Excerpts of bounding box data
-*-

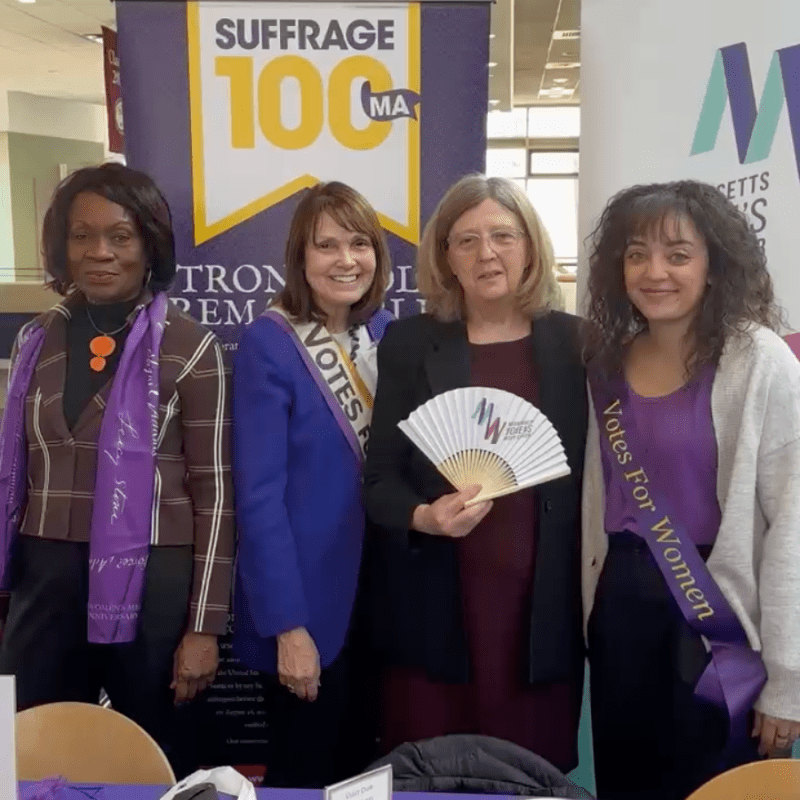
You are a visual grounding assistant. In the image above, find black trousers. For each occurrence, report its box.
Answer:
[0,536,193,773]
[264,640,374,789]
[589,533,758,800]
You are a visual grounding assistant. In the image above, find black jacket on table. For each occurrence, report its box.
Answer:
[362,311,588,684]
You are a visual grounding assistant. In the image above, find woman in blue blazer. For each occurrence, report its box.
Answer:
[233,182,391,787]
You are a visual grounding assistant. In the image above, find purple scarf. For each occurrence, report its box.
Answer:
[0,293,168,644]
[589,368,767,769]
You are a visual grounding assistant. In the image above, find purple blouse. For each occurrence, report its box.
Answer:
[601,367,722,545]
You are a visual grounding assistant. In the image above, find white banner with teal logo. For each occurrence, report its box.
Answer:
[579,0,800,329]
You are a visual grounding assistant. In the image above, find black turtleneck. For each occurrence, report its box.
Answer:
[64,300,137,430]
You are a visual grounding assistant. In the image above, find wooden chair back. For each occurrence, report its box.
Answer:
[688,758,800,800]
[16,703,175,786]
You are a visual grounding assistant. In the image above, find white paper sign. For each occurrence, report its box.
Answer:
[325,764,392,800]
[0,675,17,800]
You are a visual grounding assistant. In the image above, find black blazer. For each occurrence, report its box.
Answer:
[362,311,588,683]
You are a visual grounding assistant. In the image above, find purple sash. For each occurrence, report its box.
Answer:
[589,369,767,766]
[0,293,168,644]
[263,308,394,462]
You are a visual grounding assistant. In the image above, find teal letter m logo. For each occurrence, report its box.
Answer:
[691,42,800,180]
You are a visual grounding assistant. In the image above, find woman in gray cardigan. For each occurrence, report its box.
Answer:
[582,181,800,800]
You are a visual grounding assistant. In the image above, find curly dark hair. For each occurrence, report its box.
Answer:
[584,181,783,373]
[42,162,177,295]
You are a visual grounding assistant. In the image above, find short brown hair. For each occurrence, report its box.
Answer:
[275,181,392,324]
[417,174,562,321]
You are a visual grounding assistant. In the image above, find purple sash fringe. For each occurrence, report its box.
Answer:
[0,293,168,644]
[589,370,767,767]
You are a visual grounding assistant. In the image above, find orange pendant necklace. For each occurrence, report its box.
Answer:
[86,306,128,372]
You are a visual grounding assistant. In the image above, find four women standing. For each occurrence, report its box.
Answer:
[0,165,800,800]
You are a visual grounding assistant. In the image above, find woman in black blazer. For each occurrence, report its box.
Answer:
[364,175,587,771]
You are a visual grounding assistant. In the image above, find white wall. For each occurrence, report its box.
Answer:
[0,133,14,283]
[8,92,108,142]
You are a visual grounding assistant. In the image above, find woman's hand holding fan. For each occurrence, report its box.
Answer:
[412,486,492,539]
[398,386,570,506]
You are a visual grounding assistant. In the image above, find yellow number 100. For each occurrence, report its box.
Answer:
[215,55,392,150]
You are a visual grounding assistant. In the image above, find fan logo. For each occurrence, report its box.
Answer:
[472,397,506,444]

-*-

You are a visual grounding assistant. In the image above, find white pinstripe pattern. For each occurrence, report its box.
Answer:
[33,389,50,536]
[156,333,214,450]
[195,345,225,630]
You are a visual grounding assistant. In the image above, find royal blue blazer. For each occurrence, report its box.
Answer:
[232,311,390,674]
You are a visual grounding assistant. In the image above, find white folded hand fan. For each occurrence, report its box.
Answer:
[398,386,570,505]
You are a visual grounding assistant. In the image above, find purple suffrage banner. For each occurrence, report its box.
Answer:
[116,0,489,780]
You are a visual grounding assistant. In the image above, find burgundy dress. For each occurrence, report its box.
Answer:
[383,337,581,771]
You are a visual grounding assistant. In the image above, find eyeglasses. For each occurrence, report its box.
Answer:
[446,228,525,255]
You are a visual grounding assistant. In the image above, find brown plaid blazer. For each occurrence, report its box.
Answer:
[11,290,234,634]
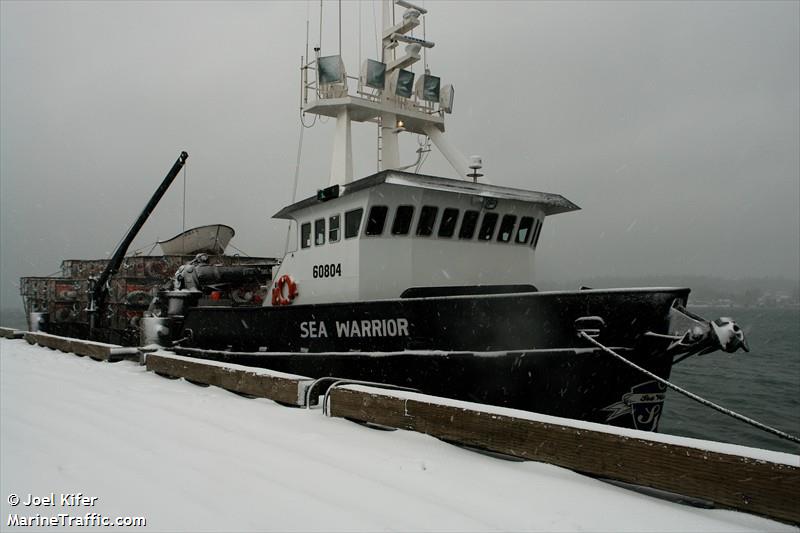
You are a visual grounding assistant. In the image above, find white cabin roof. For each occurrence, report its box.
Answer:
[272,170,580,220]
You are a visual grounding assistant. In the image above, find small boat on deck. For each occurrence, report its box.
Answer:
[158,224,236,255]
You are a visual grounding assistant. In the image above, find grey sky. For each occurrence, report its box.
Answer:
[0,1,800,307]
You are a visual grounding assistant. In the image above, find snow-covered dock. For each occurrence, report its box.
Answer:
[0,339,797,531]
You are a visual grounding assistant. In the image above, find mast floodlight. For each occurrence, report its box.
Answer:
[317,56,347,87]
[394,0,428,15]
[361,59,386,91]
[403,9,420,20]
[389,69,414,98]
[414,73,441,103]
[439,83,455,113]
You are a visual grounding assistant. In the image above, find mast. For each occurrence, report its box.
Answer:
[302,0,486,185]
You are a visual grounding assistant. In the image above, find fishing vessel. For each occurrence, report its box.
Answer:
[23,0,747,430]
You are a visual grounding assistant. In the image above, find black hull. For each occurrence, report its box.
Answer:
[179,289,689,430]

-*-

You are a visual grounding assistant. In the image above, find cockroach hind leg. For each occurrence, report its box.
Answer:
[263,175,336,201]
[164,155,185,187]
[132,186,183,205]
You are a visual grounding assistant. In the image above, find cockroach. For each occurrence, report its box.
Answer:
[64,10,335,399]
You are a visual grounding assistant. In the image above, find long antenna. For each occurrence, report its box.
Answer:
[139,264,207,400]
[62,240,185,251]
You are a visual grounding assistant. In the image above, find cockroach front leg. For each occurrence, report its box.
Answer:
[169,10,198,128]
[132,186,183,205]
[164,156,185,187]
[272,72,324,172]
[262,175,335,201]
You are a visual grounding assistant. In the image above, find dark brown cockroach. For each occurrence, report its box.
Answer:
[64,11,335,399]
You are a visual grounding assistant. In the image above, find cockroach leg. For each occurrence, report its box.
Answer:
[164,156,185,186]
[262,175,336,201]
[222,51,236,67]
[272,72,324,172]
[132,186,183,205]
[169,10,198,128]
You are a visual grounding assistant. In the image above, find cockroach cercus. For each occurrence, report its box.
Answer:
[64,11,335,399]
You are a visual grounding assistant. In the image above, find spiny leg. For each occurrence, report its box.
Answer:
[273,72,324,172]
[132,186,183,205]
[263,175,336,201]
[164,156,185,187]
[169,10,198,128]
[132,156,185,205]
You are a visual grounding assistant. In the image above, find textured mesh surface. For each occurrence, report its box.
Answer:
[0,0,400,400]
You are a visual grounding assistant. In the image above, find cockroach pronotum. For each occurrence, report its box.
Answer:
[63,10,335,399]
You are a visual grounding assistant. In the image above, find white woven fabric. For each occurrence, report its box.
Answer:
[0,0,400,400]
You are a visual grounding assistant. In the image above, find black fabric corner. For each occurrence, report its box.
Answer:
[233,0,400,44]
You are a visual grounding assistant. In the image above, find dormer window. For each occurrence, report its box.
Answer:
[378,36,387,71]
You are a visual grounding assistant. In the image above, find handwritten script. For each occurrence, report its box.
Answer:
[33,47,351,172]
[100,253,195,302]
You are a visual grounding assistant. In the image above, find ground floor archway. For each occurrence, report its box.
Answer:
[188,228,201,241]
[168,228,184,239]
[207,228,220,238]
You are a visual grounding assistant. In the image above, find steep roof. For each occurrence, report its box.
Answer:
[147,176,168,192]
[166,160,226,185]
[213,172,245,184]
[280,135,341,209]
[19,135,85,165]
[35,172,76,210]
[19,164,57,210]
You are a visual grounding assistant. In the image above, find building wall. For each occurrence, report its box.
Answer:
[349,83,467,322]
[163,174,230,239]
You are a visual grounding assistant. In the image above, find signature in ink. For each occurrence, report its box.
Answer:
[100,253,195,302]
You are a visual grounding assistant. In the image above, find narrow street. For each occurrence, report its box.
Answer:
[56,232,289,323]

-*-

Exercise task: Please rescale the items from the line that has "above, find royal" through the line that has "[398,386,570,505]", both included: repeat every line in that span, leaving the wording and format unchanged, and multiply each box coordinate in the answers by 0.95, rounding to whole numbers with halves going up.

Response to the task:
You are a visual grounding assistant. In the image above, find royal blue blazer. For each occurrence, report its box.
Answer:
[220,295,371,640]
You are a visual grounding assistant. In the image above, find white folded hand fan. For each occurrence, report its box.
Answer:
[378,367,542,480]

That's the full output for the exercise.